== EXERCISE BRIEF ==
Below are the rows. List each line in them that contains the word "blurred". Case counts.
** START GIVEN RECORDS **
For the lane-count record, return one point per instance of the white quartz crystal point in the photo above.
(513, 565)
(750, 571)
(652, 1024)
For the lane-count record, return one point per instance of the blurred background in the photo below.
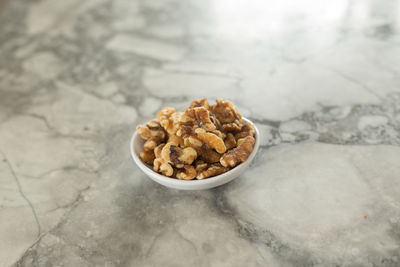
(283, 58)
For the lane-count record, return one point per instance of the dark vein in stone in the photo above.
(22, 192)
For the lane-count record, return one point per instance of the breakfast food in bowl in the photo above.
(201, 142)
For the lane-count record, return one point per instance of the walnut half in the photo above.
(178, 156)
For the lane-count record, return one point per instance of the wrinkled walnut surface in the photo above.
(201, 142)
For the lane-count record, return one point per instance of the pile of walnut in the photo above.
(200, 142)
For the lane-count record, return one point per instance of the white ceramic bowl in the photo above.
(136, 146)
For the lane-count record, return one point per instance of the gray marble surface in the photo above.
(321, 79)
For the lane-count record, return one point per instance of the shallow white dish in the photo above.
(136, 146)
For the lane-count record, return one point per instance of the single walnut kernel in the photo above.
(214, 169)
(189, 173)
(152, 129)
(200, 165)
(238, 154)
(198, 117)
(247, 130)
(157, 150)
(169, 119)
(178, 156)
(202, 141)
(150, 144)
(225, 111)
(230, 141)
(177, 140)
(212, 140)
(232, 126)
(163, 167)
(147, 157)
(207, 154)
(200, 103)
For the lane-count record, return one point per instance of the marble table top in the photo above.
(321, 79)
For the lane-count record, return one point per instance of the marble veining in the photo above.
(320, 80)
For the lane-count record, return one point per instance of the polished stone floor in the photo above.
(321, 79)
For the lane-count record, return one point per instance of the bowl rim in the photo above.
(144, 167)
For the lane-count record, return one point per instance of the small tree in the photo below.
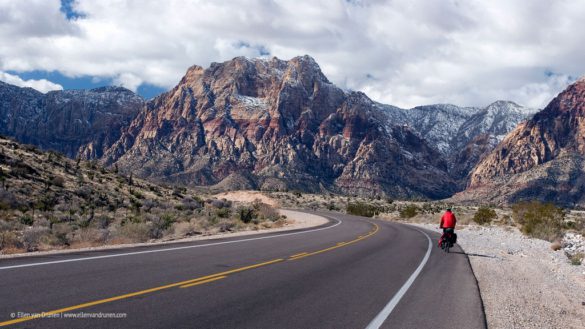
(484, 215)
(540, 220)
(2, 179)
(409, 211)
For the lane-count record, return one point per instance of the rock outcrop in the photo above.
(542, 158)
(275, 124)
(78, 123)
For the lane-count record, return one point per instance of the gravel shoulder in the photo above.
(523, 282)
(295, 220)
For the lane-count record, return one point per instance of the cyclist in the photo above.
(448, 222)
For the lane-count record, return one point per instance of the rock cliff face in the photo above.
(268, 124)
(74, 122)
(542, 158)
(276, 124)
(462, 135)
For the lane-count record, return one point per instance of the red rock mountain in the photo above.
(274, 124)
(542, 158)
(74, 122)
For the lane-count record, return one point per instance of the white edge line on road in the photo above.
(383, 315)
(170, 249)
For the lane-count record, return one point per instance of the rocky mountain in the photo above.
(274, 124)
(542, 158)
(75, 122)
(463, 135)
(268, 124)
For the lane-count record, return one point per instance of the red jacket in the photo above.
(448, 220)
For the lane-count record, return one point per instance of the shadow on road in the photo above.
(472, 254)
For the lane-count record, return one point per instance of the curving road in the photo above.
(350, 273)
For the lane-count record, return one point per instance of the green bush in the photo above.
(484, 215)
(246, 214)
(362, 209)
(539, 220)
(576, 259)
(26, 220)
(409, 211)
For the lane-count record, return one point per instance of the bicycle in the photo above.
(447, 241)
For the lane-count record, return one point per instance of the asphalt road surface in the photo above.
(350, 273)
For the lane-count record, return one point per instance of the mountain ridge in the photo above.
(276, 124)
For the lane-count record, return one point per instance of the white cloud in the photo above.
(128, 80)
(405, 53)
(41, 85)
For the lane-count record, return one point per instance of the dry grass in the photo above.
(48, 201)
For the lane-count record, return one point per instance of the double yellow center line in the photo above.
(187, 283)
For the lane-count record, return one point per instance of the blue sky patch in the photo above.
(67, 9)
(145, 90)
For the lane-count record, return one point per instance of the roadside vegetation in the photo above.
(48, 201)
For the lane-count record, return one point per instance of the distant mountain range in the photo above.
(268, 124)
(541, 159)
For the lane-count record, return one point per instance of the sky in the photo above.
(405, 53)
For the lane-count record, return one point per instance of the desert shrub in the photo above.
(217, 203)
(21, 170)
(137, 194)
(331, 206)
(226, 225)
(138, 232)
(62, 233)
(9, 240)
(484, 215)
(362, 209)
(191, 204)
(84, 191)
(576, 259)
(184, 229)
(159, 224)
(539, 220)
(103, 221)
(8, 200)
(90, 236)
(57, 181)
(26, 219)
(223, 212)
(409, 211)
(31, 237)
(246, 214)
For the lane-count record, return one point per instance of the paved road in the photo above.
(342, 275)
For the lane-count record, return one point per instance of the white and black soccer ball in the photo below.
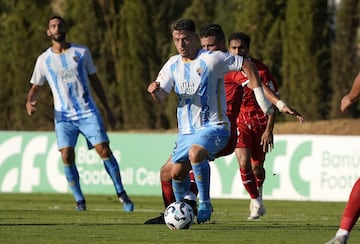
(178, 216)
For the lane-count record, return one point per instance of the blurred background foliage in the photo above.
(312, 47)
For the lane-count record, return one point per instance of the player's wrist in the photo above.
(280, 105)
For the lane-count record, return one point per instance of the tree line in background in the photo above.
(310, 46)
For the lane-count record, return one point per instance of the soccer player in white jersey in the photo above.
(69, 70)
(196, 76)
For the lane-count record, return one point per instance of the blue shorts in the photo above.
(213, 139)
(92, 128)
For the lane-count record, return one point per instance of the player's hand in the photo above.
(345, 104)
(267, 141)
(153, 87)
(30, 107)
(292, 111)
** END GIVEN RECORDS **
** START GIVEN RECORDS **
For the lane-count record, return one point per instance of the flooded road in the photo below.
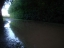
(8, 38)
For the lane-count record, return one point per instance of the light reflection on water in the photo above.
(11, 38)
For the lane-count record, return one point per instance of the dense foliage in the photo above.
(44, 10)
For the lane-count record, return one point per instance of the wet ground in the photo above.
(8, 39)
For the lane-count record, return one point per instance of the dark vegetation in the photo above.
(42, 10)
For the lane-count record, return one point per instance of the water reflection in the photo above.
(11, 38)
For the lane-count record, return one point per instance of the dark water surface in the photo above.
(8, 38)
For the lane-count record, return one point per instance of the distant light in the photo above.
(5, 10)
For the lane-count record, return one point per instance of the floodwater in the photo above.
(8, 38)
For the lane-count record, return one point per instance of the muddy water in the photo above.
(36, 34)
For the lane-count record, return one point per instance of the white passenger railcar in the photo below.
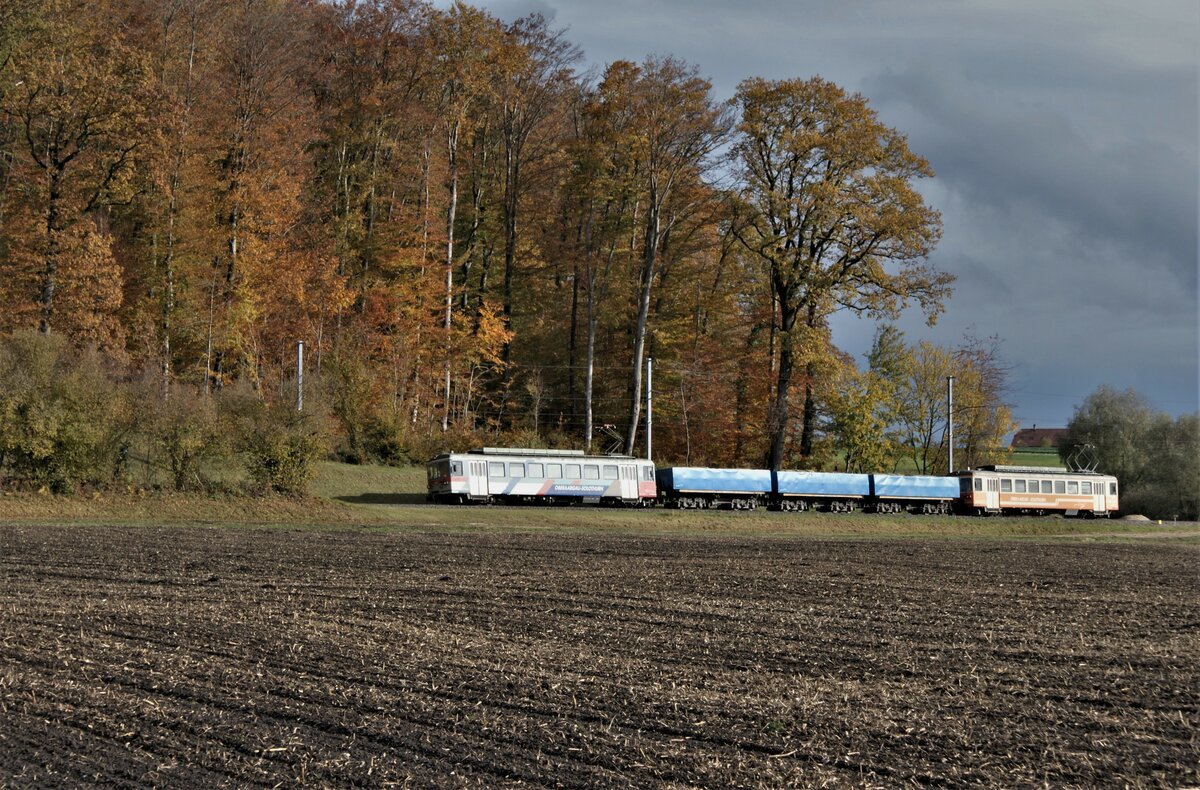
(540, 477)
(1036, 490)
** END GIVEN RECORDS **
== THE RESULT ==
For the lane-count record, return one point per instance of the blurred background in the photo below.
For the lane-count record, return one point per instance of the blurred background foliage in the photo above.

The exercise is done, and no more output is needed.